:: DATA UNDER STUDY ::

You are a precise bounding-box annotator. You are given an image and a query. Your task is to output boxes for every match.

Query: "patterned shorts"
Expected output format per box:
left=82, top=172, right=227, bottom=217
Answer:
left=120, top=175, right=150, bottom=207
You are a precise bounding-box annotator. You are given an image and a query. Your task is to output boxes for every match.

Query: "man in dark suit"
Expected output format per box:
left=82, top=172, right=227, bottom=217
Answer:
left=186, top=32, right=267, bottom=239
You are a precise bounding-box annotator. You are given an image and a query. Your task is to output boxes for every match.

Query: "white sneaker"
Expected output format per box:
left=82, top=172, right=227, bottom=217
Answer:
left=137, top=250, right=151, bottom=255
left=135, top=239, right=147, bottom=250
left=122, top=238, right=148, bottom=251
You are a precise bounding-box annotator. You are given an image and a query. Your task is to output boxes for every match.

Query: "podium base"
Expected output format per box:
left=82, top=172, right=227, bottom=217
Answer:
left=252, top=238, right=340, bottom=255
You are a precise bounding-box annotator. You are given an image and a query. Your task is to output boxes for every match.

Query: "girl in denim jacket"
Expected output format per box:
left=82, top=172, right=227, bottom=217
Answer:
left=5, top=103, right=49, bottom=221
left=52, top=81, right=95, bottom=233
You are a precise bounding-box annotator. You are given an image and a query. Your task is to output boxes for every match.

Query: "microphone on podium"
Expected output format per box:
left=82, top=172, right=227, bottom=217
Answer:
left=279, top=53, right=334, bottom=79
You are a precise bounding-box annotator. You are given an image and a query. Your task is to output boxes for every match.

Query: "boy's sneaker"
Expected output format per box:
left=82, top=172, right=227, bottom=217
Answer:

:::

• WHAT TO PRODUCE
All lines above that include the word "sneaker" should be located and copied.

• OUTPUT FOR THIS EXERCISE
Query: "white sneaker"
Query: "boy's sneaker"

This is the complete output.